◆ Estratto della fonte
Storia e storie di sport e diritti civili negli USA


La data simbolo nella storia dei neri d’America? Non è il 1 maggio 1955, quando Rosa Parks si rifiutò di cedere il proprio posto sul bus a un bianco. E neppure il 28 agosto 1963, giorno in cui Martin Luther King pronunciò il suo celebre discorso davanti al Lincoln Memorial di Washington. La data simbolo nella storia dei neri d’America è il 15 aprile 1947, quando Jack Roosevelt Robinson detto “Jackie” esordì in MLB, diventando il primo afroamericano a giocare nel massimo campionato di baseball dopo oltre 60 anni. Scendendo in campo coi Dodgers di Brooklyn abbatté la “Baseball color line”, la regola non scritta che escludeva i neri dalla MLB, aprendo la porta agli afroamericani nello sport americano per eccellenza.

Sport e diritti.

L’importanza di quella data e di Jackie Robinson nella storia degli Stati Uniti d’America la spiegano Claudio Pellecchia e Alessandro Cappelli nel loro Stand Up, Speak Out (Kenness, 2020, 205 pp.), libro che si pone un obiettivo esplicitato dal sottotitolo semplice ma al contempo ambizioso: raccontare in 200 pagine le storie di sport e diritti civili negli USA. Da Jesse Owens a Colin Kaepernick, da Jack Johnson a Serena Williams, da Althea Gibson a Muhammad Ali: sono numerosi gli atleti a stelle e strisce che hanno ottenuto successi sportivi nonostante il colore della pelle e che hanno poi cercato di sfruttare questi successi per lottare contro ingiustizie e discriminazioni. E i due autori ne hanno riassunto le esistenze intrecciando percorso sportivo, umano, sociale e culturale, offrendo al lettore una panoramica rapida ma tutto sommato completa che arriva fino ai giorni nostri.

◆ Righe di dati
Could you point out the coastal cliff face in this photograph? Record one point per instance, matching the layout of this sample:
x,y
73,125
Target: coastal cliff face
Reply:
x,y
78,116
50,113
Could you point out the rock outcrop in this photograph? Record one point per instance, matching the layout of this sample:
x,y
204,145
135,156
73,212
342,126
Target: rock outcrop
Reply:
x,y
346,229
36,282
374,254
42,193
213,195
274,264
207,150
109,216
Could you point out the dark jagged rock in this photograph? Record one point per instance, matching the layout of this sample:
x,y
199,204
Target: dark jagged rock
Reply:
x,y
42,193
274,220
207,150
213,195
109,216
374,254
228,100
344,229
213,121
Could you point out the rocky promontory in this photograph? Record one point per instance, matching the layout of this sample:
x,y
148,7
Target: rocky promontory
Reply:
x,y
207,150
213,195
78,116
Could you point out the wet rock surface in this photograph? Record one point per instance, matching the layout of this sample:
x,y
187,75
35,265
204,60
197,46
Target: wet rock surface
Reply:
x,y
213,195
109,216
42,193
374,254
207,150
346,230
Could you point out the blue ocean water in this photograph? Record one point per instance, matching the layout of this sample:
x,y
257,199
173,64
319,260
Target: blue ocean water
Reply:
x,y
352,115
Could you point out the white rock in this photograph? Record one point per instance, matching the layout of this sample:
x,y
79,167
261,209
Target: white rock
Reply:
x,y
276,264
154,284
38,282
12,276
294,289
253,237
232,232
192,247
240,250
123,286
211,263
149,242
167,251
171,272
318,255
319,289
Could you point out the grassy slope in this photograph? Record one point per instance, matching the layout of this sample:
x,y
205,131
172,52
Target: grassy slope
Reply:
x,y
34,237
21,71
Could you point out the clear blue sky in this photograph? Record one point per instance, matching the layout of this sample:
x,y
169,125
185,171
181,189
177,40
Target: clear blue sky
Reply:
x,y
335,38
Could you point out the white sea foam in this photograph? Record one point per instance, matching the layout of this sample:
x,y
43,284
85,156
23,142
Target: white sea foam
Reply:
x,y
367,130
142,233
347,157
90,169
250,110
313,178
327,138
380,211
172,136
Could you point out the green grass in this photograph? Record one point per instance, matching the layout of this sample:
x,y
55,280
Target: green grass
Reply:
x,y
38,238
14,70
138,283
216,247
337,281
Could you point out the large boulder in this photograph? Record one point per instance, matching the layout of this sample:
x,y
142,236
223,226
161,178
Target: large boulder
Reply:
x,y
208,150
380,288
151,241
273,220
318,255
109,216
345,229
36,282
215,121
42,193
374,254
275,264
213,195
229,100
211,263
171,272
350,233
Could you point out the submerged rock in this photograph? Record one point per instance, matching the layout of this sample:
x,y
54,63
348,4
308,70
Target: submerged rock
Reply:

◆ Compiti assegnati
**1)** Indica se ciascuna delle affermazioni seguenti concorda con il testo su sport e diritti civili negli USA, rispondendo sì o no e citando alla lettera le parole decisive. (a) Jackie Robinson esordì in MLB con i Dodgers di Brooklyn. (b) Stand Up, Speak Out è opera di un unico autore. (c) La "Baseball color line" era una norma scritta nel regolamento della MLB.
**2)** Riprendi il testo su sport e diritti civili negli USA e proseguilo a partire dall'ultima frase riportata.

◆ Risposte attese
**1)**
(a) Sì: "Scendendo in campo coi Dodgers di Brooklyn abbatté la “Baseball color line”".
(b) No: "la spiegano Claudio Pellecchia e Alessandro Cappelli nel loro Stand Up, Speak Out".
(c) No: "la regola non scritta che escludeva i neri dalla MLB".

**2)**
Storie per tutti.

Nell’opera non c’è spazio solo per la lotta contro il razzismo e la segregazione, cominciata cronologicamente parlando – perlomeno nel libro – con Jack Johnson, primo pugile afroamericano laureatosi campione del mondo dei pesi massimi e condannato ingiustamente per motivi razziali. Ci sono pagine dedicate anche alla “battaglia dei sessi”, con la pioniera Billie Jean King che chiedeva parità salariale tra uomini e donne nel tennis degli anni Sessanta e con Megan Rapinoe che avanza le stesse richieste nel calcio dei giorni nostri. Le storie sono raccontate con la giusta dose di dettagli, senza un eccesso che ne minerebbe la scorrevolezza (quella semmai purtroppo disturbata dai numerosi errori di battitura per i quali vanno tirate le orecchie a chi si è occupato del lavoro di editing), il contesto storico è sempre di facile comprensione anche per chi non fosse particolarmente esperto di storia americana, e il tutto è arricchito da alcune interviste a conoscitori della realtà statunitense che forniscono delle chiavi di interpretazione.

Oltre il gioco.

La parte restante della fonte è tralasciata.